(EXCERPT PROVIDED)
╔══

1. ## algebraic geometry

Hello,

Let $k$ be a field of characteristic 2. Then find the ideal of $X = V(t_1^2 + t_2^2 + t_3^2) \subseteq \mathbb{A}_k^3$.

I'm not sure how to solve this. I mean, since $k$ is of characteristic two, I can see that $(t_1 + t_2 + t_3)^2 = t_1^1 + t_2^2+t_3^2$, so that $I_X = \sqrt{\langle(t_1 + t_2 + t_3)^2\rangle}$. Is it just what we'd think it would be, i.e. $I_X = \langle t_1 + t_2 + t_3 \rangle$ ? If so, why is it true? But how do I find this radical ideal? And is this the best way to work out what the ideal is?

Thanks for any help

2. ## Re: algebraic geometry

There is an 'easy' way to work out the radical of an ideal in case this is principal (which in your case it is):

Let $J=\langle f \rangle$ where $f=\prod_{i=1}^n f_i^{k_i}$ is its factorization into irreducibles, then $\sqrt{J} = \langle \prod_{i=1}^n f_i \rangle$

To prove this let $g\in \sqrt{J}$ then there exists $m$ such that $g^m \in J$ ie. $g^m = pf$ for some polynomial $p$, by the uniqueness of a factorization in a polynomial ring (over a field at least) the $f_i$ must appear in the factorization of $g$, and so $g\in \langle \prod_{i=1}^n f_i \rangle$. On the other hand if $g\in \langle \prod_{i=1}^n f_i \rangle$ then $g^{\prod_{i=1}^n k_i} \in J$.

3. ## Re: algebraic geometry

Thanks. Is there some way to ensure that the polynomial I have is definitely irreducible?

4. ## Re: algebraic geometry

Originally Posted by slevvio
Hello,

Let $k$ be a field of characteristic 2. Then find the ideal of $X = V(t_1^2 + t_2^2 + t_3^2) \subseteq \mathbb{A}_k^3$.

╚══

(RAW DATA)
╔══

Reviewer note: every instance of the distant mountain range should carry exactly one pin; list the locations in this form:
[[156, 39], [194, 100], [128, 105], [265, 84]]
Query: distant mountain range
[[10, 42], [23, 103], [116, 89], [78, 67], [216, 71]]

╚══

(PROBLEM TO WORK ON)
In the algebraic geometry thread above, condense the paragraph beginning "To prove this let" into a brief list of steps that keeps its main facts.

(OUTPUT OF THE TASK)
- Take $g\in \sqrt{J}$. Then $g^m \in J$ for some $m$, so $g^m = pf$ for some polynomial $p$.
- Factorization in a polynomial ring over a field is unique, so every $f_i$ appears in the factorization of $g$. Hence $g\in \langle \prod_{i=1}^n f_i \rangle$.
- Conversely, if $g\in \langle \prod_{i=1}^n f_i \rangle$, then $g^{\prod_{i=1}^n k_i} \in J$.